# WHAT YOU WILL DO
Could you output every line of the listing below unchanged, from first to last?

__________

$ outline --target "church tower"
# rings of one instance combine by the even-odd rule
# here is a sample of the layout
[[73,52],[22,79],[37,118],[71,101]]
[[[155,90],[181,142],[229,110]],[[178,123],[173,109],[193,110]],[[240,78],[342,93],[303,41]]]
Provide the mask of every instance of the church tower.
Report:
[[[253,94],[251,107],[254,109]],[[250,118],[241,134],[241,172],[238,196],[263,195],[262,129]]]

__________

# ANSWER IN FULL
$ outline --target "church tower"
# rings of one instance combine by the even-odd rule
# here is a sample of the layout
[[73,52],[22,79],[37,118],[71,101]]
[[[155,90],[181,142],[229,110]],[[178,123],[173,109],[193,110]],[[240,78],[342,93],[303,41]]]
Provide the mask of every instance of the church tower.
Report:
[[[253,94],[251,107],[254,109]],[[250,118],[241,134],[241,172],[238,196],[263,195],[262,129]]]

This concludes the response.